● **TASK TO CARRY OUT**: From the first line to the last, copy the data exactly.

PROVIDED DATA section start

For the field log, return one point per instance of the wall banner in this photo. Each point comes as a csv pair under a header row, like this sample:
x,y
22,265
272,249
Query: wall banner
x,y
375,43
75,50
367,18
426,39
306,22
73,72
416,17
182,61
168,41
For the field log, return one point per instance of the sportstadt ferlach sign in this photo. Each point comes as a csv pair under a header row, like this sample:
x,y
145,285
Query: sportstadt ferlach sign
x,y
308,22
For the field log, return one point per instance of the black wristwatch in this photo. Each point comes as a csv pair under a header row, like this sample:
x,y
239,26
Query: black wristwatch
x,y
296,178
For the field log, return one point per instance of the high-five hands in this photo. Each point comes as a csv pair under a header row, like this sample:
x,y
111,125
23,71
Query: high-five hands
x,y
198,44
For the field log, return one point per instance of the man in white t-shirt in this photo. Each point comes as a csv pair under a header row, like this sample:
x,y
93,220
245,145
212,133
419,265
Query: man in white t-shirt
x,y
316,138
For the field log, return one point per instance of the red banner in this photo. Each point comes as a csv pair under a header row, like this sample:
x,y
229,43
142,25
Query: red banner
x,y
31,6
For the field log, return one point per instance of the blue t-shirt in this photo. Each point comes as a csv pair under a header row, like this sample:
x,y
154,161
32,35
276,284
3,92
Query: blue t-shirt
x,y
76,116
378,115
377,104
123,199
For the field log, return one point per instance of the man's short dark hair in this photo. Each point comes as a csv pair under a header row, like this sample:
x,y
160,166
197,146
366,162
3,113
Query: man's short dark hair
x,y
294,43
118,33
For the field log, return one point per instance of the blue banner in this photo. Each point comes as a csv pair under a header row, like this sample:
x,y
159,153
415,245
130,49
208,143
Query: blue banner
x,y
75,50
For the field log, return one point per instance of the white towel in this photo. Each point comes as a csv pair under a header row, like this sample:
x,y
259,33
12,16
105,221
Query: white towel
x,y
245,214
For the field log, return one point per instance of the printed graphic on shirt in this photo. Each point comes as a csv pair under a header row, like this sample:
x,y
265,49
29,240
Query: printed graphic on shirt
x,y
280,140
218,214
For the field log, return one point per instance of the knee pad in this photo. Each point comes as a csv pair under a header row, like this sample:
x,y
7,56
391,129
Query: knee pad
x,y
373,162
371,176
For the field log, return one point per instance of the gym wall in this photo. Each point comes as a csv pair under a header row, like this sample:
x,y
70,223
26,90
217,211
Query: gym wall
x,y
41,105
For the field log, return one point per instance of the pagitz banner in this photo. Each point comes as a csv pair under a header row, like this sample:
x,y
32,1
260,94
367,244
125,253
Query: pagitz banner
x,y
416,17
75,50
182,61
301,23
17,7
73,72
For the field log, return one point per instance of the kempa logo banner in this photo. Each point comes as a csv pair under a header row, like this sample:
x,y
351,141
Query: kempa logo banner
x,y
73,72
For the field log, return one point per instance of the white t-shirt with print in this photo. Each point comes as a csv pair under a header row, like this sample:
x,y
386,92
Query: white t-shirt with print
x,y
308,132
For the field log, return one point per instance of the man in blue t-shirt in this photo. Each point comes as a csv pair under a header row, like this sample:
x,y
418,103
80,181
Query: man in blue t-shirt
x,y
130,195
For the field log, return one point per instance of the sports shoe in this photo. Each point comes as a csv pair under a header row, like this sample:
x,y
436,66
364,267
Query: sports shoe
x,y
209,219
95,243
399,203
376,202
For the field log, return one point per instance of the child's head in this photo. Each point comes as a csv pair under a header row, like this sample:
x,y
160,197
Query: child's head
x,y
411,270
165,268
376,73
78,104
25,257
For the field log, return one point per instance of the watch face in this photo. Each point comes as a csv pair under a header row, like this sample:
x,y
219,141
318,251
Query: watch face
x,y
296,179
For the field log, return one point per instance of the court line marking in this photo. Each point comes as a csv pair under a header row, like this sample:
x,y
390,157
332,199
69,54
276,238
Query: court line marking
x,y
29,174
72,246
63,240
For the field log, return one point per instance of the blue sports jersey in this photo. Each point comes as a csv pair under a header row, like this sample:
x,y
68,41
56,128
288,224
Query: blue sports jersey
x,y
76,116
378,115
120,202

PROVIDED DATA section end

● **EXERCISE RESULT**:
For the field log, return one point per instance of the wall banner in this photo. Each point comes as a csv pair under a header row, like this sample:
x,y
22,265
272,249
Query: wall banner
x,y
375,43
75,50
367,18
426,39
306,22
73,72
416,17
182,61
168,41
For the field log, return one point per instance of the sportstadt ferlach sign in this photo. Each point comes as a csv pair under a header row, like this sample:
x,y
145,285
Query: sportstadt ferlach sign
x,y
308,22
For the field log, return one point per instance of the black wristwatch in this photo. Each point comes as a csv pair under a header row, like this sample:
x,y
239,26
Query: black wristwatch
x,y
296,178
For the field log, return one point per instance of the high-five hands in this photo. Each point comes as a csv pair under a header row, like this sample:
x,y
111,125
23,71
Query: high-five hands
x,y
198,44
For the field log, return one point per instance of the man in white t-shirt in this photo. Each point comes as a csv pair under a header row, like this sample:
x,y
93,220
245,145
212,133
419,265
Query: man in white t-shirt
x,y
316,138
For the field log, return one point per instance of the red banner in this photo. Each point comes as a csv pair under a header row, like this sample:
x,y
229,43
142,25
Query: red banner
x,y
31,6
For the field log, return one point per instance of the blue t-shirt in this photo. Each point comes as a csv pair under a header row, like this sample:
x,y
154,161
32,35
276,284
3,92
Query: blue t-shirt
x,y
76,116
378,115
377,104
123,199
For the field log, return one point per instance of the man's short dark hair in this photo. Each point comes as a csv pair under a header row, like this sample:
x,y
160,166
197,146
366,162
3,113
Query: man's short dark hair
x,y
294,43
118,33
For the field log, return one point per instance of the blue banner in this photo. Each point comes as a csv pair under a header row, like this sample:
x,y
159,153
415,245
130,49
208,143
Query: blue banner
x,y
75,50
For the field log, return one point per instance of the white towel in this photo. Each point comes as a csv pair under a header row, like this sample:
x,y
259,33
12,16
105,221
Query: white towel
x,y
245,214
For the field log, return one point per instance of the printed graphic on shirt in this photo. Each point comes as a csv pair under a header row, like this sample:
x,y
265,49
29,240
Query: printed graphic on shirt
x,y
280,140
218,214
For the field log, return one point per instance of the knee pad in this photo. Each point comes as a csv pair under a header row, like this sample:
x,y
7,56
391,129
Query: knee pad
x,y
373,162
371,176
For the field log, return one point per instance of the gym wall in this photo. Each point comes as a csv pair under a header row, like this sample:
x,y
70,223
26,90
217,211
Query: gym wall
x,y
41,105
For the field log, return one point per instance of the pagitz banner in this photo. Each point comes as a csv pair under a header row, like this sample:
x,y
32,1
260,94
367,244
125,253
Query: pagitz banner
x,y
416,17
75,50
182,61
301,23
17,7
73,72
For the field log, return one point per instance of the kempa logo banner in this photo. Each point comes as a csv pair under a header row, like this sample:
x,y
351,141
Query: kempa logo banner
x,y
73,72
For the field log, return one point per instance of the white t-shirt with print in this photo. Each point comes as a csv pair under a header row, like this sample:
x,y
386,92
Query: white t-shirt with print
x,y
308,132
For the field log, return one point per instance of the man in blue t-shirt in this photo. Each point comes as a csv pair under a header row, like this sample:
x,y
418,103
80,181
Query: man in blue t-shirt
x,y
130,195
For the field log, return one point per instance of the sports shoe in this photo. Each point comes as a csv pair under a header row, like this sample:
x,y
436,66
364,267
Query: sports shoe
x,y
209,219
95,243
399,203
376,202
For the field log, return one point per instance of the child's head in this photo. Each point comes as a csv pair under a header row, like this sample:
x,y
160,197
Query: child's head
x,y
411,270
165,268
376,73
78,104
25,257
For the field log, return one point per instance of the watch face in this photo. Each point comes as a csv pair under a header row, like this sample:
x,y
219,141
318,251
Query: watch face
x,y
296,179
For the field log, return one point per instance of the court line marking in this photo. Each point comes as a csv pair under a header row, like this sample:
x,y
390,157
332,199
69,54
276,238
Query: court line marking
x,y
29,174
72,246
63,240
For the field log, return one point per instance of the blue sports jersey in this photo. Each point comes as a csv pair under a header row, like this sample:
x,y
68,41
56,128
288,224
Query: blue sports jersey
x,y
76,116
378,115
120,202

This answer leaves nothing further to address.